━━━ QUELLTEXT
Vielen Dank für den Tipp (hätte ich eigentlich selbst draufkommen müssen).
Ich mache mal (erneut) weiter.

"Wir erreichten Zagreb und konnten endlich Verpflegung, Munition und Treibstoff empfangen. Es wurde wieder in unserer Kombüse gekocht und es gab auch wieder etwas Tee oder auch Kaffee zu trinken.
Inzwischen bahnte sich der Frühling an und es war merklich wärmer geworden: Ein Segen für uns. Es konnten Reinigungsbäder und Zeugreinigung entsprechend den gegebenen Möglichkeiten durchgeführt, Waffen und Fahrzeuge wieder auf Vordermann gebracht werden.
Als ein paar Tage vergangen waren, kam der Befehl ,,Klarmachen zur Bahnverladung". Ein Transportzug wurde bereitgestellt und wir verluden den Rest unserer Kampfgruppe auf die Waggons. Die reise ging über Laibach und Klagenfurth Richtung Deutschland.
Zwischen Villach und Spittal im Savetal kamen in großer Höhe fünf englische Jäger geflogen, die sogenannten ,,Straßenfeger". Die Sonne schien ganz prächtig und wir waren für die ein ebenso prächtiges Zielobjekt. Unsere restliche Flak und die MGs waren feuerbereit. Wir sahen, wie ein Jäger nach dem anderen  einschwenkte und den Angriff auf unseren Transportzug einleitete. Schon krachte es, dass uns die Fetzen um die Ohren flogen. Raketenbomben trafen unsere am Zug letzte Flak und setzte sie außer  Gefecht. Die Lokomotive erhielt auch viele Treffer, so dass der Dampf aus allen Schusslöchern abpfiff. Der Lokführer und der Heizer waren noch während der Fahrt abgesprungen, hatten aber den Bremsvorgang zum Halten des Zuges vorher noch eingeleitet.
Weitere Treffer erhielt der Kommandowagen, die Kombüse mit den Köchen wurde zerfetzt und der Muni-Wagen fing an zu brennen. Er konnte in kurzer Zeit in die Luft fliegen. Geistesgegegenwärtig sprang der Obergefreite Klingelstein zwischen die Kupplung und löste diese, so dass der letzte Flak-Waggon und der Muni-Wagen mit Hilfe vieler Kameraden auf der zum Glück nach hinten leicht abfallenden Trasse zurückgeschoben werden konnte. Nach zirka 10 Metern rollten die Wagen von allein weiter. Wenig danach explodierte der Muni-Wagen. Weitere kleine Explosionen folgten. Die verbliebene Bordflak schoss die Rohre heiß; als die Flieger wieder angriffen. Alles, was Beine hatte, verließ den Zug und lief einen dichtbewaldeten Berghang hinauf, um Deckung zu suchen. Die Flak schoss einen der Flieger ab. Wir sahen eine Feuersäule in einiger Entfernung und hörten den Aufschlag. Danach beendeten die Jäger den Angriff und drehten ab.
━━━━━━
━━━ BEREITGESTELLTES MATERIAL
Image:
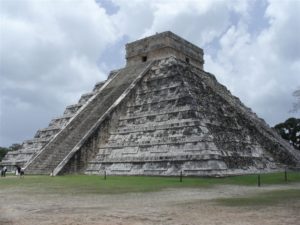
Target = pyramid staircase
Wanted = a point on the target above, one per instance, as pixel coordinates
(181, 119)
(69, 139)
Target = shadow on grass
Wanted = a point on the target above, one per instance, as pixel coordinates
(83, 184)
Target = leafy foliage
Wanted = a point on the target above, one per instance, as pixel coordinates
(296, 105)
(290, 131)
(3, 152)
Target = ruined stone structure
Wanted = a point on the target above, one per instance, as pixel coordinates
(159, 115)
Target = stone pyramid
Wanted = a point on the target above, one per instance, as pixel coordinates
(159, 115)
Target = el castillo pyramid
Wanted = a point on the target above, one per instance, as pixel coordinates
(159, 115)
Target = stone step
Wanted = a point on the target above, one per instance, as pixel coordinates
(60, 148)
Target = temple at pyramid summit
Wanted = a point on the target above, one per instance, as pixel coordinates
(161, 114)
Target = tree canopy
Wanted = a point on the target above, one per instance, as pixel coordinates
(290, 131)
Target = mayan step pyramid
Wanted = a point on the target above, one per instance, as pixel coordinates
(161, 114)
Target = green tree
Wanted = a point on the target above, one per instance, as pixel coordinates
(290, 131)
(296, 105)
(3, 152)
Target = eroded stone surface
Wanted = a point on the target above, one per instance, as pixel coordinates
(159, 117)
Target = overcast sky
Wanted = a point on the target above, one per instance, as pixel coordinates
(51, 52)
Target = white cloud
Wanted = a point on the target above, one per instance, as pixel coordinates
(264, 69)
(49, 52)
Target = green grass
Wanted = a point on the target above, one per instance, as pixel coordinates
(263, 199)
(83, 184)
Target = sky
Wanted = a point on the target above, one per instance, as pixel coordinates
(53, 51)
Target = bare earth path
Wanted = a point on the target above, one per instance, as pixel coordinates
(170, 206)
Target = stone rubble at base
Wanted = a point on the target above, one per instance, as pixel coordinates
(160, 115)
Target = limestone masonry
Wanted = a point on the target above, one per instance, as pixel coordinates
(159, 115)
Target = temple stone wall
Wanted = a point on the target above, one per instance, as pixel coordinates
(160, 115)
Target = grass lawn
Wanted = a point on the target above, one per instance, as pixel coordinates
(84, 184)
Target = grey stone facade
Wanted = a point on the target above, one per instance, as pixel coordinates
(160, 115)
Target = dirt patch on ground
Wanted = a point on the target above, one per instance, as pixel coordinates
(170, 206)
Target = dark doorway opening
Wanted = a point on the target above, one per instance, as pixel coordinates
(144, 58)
━━━━━━
━━━ BEREITGESTELLTES MATERIAL
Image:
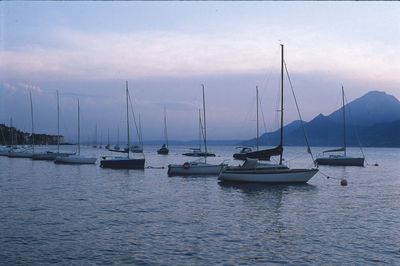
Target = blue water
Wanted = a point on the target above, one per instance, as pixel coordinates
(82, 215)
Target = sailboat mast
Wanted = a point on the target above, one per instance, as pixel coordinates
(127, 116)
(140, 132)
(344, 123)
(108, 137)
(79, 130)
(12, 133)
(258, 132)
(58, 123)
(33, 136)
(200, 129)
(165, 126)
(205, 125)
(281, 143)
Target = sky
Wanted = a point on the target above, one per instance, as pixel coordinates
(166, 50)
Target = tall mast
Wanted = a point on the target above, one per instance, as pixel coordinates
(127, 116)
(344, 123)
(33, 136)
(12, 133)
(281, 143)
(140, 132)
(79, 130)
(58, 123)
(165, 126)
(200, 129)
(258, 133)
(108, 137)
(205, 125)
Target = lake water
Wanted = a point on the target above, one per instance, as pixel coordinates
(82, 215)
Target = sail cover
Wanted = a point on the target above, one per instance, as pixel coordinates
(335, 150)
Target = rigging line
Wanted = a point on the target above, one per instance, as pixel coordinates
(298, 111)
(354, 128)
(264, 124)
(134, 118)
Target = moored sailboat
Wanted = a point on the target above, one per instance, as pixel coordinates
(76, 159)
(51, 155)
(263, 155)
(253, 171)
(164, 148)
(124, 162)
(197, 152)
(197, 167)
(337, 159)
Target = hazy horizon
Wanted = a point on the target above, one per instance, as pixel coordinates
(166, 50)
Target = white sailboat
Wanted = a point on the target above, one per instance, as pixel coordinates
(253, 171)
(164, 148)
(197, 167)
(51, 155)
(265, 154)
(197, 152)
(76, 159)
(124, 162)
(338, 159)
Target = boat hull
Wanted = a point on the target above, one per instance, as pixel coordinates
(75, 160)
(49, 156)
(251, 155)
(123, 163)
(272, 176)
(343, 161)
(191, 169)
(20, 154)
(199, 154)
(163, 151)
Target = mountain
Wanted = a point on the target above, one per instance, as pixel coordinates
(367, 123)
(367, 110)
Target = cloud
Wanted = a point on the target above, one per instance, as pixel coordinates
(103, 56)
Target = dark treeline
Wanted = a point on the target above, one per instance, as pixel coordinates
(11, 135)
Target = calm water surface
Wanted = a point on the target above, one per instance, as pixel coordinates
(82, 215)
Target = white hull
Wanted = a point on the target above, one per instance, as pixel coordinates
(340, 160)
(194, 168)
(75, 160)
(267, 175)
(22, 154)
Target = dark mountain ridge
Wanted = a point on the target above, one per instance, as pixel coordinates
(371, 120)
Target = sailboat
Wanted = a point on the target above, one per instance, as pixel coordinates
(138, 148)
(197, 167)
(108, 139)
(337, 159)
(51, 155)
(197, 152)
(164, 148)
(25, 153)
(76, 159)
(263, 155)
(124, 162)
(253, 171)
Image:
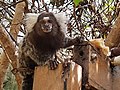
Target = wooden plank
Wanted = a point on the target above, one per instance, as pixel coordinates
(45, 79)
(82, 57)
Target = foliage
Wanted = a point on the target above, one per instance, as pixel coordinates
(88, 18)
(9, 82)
━━━━━━
■ **ZU ERLEDIGENDE AUFGABEN**:
(1) Über welche Orte führte laut Quelltext die Bahnreise Richtung Deutschland?
(2) Schreib einen Abschnitt aus dem Quelltext wortgetreu ab: Fang bei den Worten "Ich mache mal" an und hör nach "Vordermann gebracht werden." auf.
(3) Wie konnten der letzte Flak-Waggon und der Muni-Wagen laut Quelltext vom Zug weggebracht werden?
Das Material stammt aus einer anderen Quelle als der Quelltext.

■ **ANTWORTEN JE AUFGABE**:
(1) Über Laibach und Klagenfurth.

(2)
Ich mache mal (erneut) weiter.

"Wir erreichten Zagreb und konnten endlich Verpflegung, Munition und Treibstoff empfangen. Es wurde wieder in unserer Kombüse gekocht und es gab auch wieder etwas Tee oder auch Kaffee zu trinken.
Inzwischen bahnte sich der Frühling an und es war merklich wärmer geworden: Ein Segen für uns. Es konnten Reinigungsbäder und Zeugreinigung entsprechend den gegebenen Möglichkeiten durchgeführt, Waffen und Fahrzeuge wieder auf Vordermann gebracht werden.

(3) Der Obergefreite Klingelstein löste die Kupplung. Weil die Trasse nach hinten leicht abfiel, konnten viele Kameraden die beiden Wagen zurückschieben, und nach etwa 10 Metern rollten sie von allein weiter.